*Text segment*:

──────────

A joy, a depression, a meanness,
some momentary awareness comes
as an unexpected visitor.
Welcome and entertain them all!
Even if they are a crowd of sorrows,
who violently sweep your house
empty of its furniture,
still treat each guest honorably.
He may be clearing you out for some new delight.
The dark thought, the shame, the malice,
meet them at the door laughing,
and invite them in.
Be grateful for whoever comes,
because each has been sent
as a guide from beyond.”

-Rumi

I chose all of three of these quotes as they reflect similar themes to me: the theme of finding gifts where we least expect them. It can be so difficult when you are in the midst of dealing with something difficult to hold onto the hope that there is a higher purpose and a reason for this happening.

As someone who is admittedly a teensy bit type A, I struggle with the idea of not being in control. I want to be able to control and plan and have things go the way I think they should. Somehow, this rarely turns out to be the case… One would think that as a yoga teacher and a therapist, I would be better at this. One would be wrong.

A good friend of mine recently told me that we just have to trust that our angels know better than we do. I have been trying to take this advice to heart and not worry as much when things seem to be going awry and just have faith that it will all work out in the end.

──────────

*Required actions*:
A) In the passage, what two professions does the writer say they have?
B) Write out the part of the passage that begins with the words containing "Welcome and entertain" and ends with "each guest honorably.".

*Data supplied*:
──────────

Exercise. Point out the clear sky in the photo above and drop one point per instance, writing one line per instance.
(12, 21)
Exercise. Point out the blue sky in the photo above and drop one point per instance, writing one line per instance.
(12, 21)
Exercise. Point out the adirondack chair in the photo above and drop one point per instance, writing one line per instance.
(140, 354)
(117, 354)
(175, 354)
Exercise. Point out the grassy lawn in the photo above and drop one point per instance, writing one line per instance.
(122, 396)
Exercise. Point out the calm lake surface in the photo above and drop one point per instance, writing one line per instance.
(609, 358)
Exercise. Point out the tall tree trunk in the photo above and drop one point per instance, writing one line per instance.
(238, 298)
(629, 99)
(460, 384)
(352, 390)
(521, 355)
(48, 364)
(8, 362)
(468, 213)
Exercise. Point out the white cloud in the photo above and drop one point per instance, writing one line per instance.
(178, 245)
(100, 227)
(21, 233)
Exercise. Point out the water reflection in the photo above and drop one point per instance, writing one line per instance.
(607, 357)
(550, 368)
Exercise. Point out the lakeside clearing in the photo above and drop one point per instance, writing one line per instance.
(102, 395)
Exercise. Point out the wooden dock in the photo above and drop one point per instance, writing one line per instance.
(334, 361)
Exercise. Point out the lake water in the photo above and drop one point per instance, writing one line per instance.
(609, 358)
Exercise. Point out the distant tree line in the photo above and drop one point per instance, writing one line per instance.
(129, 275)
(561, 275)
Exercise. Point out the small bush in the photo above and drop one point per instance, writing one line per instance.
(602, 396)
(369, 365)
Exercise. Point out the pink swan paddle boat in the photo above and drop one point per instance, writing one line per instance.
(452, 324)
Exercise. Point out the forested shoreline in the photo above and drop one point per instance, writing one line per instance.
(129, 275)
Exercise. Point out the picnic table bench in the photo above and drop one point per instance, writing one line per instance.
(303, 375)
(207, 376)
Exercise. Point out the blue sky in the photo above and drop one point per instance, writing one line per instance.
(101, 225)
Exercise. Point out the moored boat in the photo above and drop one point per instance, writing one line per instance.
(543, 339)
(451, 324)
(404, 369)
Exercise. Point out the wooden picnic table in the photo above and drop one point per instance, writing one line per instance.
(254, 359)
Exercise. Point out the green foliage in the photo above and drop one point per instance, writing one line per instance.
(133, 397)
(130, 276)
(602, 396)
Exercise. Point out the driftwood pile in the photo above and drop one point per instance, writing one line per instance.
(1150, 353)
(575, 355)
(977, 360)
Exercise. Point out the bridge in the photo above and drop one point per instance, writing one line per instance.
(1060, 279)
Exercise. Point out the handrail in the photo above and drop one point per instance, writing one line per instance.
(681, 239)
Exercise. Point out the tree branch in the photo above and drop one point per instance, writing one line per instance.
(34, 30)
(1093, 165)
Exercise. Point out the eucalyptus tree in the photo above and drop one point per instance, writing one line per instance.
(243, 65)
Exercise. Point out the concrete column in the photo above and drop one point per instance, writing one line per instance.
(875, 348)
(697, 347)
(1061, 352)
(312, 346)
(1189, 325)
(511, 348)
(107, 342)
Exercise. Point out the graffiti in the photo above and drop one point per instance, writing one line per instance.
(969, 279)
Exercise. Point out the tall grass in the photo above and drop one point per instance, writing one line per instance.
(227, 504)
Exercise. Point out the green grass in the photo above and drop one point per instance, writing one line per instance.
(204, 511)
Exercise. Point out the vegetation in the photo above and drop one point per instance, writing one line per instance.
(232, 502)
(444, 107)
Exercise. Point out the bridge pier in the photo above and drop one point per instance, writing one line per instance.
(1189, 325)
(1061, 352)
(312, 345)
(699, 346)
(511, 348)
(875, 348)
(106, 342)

──────────

*Activity answers*:
A) Yoga teacher and therapist.

B)
Welcome and entertain them all!
Even if they are a crowd of sorrows,
who violently sweep your house
empty of its furniture,
still treat each guest honorably.